### CONSIGNES
**1)** Répondez aux questions suivantes d'après le texte sur Alain et le dirigeable Patrie :
(a) À quelle date le Propos cité a-t-il été publié ?
(b) À qui Alain prête-t-il les propos rapportés ?
(c) À quelle date le dirigeable Patrie s'est-il écrasé ?
**2)** Relevez toutes les personnes désignées par leur nom dans le texte sur Alain et le dirigeable Patrie.
**3)** Prolongez, s'il vous plaît, le texte sur Alain et le dirigeable Patrie à partir de sa dernière phrase.

### PAGE
---

On a rapporté ici les jugements pour le moins sévères de Julien Gracq et Raymond Aron sur la perspicacité politique d’Alain. Mais si Alain n’a rien compris à la montée des totalitarismes, on doit le créditer d’avoir pressenti une autre catastrophe, non pas en matière politique, certes, mais dans le domaine du transport aérien.
Dans le Propos publié le 31 juillet 1907, Alain place les considération suivantes dans la bouche d’un ingénieur qu’il se donne comme interlocuteur.

« Le dirigeable “Patrie”, que j’ai observé ces jours, ne me paraît pas beau. Savez-vous ce que j’en conclus ? C’est qu’il doit y avoir encore quelque chose là-dedans qui n’est pas bien placé ; c’est que les forces s’y exercent mal ou s’y contrarient ; je le sens avant de pouvoir l’expliquer, parce que je suis familier avec les mécaniques. Telle est mon esthétique, fondée comme vous voyez, sur l’utile et la science de l’utile ; mais elle est méprisée par les hommes de goût et par les femmes les plus cultivées. »

Je n’ai pu retenir mon admiration devant la pertinence de l’exemple quand j’ai découvert, que quatre mois après la publication de ce Propos, le 30 novembre 1907,  le dirigeable Patrie, s’était écrasé.

---

### EXTRAITS DU MATÉRIEL
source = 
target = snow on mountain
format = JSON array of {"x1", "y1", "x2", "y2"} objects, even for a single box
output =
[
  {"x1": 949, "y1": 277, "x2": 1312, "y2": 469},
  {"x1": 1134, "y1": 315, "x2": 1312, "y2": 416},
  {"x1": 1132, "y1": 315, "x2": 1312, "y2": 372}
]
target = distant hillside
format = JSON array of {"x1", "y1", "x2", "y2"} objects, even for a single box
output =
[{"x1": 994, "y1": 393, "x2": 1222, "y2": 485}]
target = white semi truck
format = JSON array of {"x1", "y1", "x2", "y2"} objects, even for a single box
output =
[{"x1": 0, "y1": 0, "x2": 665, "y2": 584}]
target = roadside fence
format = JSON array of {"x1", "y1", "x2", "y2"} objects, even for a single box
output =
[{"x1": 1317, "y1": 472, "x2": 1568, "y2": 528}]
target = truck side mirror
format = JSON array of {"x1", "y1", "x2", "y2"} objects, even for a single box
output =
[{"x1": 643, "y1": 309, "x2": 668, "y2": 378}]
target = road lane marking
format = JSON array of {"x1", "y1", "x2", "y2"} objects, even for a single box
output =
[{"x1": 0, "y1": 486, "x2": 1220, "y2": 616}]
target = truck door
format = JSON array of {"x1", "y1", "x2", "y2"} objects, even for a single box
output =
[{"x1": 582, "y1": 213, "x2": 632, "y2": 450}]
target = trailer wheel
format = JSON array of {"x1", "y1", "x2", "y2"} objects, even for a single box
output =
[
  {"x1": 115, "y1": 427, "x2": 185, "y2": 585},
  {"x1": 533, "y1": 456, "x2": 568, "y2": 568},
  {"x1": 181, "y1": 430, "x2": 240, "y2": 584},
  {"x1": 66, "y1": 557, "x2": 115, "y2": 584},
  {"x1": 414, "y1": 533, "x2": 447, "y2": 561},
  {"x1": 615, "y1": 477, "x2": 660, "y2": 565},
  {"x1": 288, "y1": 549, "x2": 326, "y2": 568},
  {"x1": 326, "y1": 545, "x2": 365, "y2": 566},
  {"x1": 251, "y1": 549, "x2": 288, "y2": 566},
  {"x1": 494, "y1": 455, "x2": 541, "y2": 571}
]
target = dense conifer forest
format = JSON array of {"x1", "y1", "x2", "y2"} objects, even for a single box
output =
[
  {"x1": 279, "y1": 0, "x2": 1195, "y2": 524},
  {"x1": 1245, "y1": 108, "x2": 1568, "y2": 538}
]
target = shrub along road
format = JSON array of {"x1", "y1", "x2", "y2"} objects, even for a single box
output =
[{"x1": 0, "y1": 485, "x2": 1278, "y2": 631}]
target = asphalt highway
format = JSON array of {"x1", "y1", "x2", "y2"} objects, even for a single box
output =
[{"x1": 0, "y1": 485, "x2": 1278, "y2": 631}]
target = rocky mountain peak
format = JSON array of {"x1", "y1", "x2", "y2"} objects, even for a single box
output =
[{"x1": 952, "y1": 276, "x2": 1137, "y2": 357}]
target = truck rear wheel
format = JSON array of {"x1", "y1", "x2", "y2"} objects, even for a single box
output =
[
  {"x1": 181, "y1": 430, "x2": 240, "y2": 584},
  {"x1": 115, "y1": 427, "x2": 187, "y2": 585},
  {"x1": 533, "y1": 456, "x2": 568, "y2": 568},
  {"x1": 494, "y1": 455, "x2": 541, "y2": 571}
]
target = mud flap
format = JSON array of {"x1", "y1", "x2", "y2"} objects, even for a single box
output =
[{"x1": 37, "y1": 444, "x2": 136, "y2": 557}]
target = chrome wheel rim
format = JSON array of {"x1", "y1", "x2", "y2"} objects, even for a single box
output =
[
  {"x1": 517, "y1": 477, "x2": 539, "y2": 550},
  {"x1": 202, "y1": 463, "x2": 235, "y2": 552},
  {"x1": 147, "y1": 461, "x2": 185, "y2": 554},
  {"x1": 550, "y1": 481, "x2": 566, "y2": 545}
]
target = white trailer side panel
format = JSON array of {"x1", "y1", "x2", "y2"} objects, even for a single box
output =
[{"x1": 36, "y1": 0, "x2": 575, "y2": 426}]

---

### RÉPONSES
**1)**
(a) Le 31 juillet 1907.
(b) À un ingénieur qu'il se donne comme interlocuteur.
(c) Le 30 novembre 1907.

**2)** Julien Gracq, Raymond Aron, Alain

**3)**
L’honnêteté intellectuelle oblige cependant à reconnaître à reconnaître que les causes de l’accident ne semblent pas liées à un défaut de fabrication de l’appareil :

« Le 30 novembre 1907, alors qu’il est amarré près de Verdun à la suite d’une avarie moteur survenue le jour précédent, des rafales de vents violents l’emportent vers l’ouest. Le dirigeable toucha le sol en Irlande avant de s’abîmer en mer. »

Source

Pour tout savoir sur la brève existence dirigeable du Patrie, on consultera avantageusement cette page qui lui est consacré (une exploration plus complète du site vous permettra d’ailleurs de découvrir que son petit frère le dirigeable République connut un destin aussi contrarié).

Pourquoi tirer sur un corbillard ?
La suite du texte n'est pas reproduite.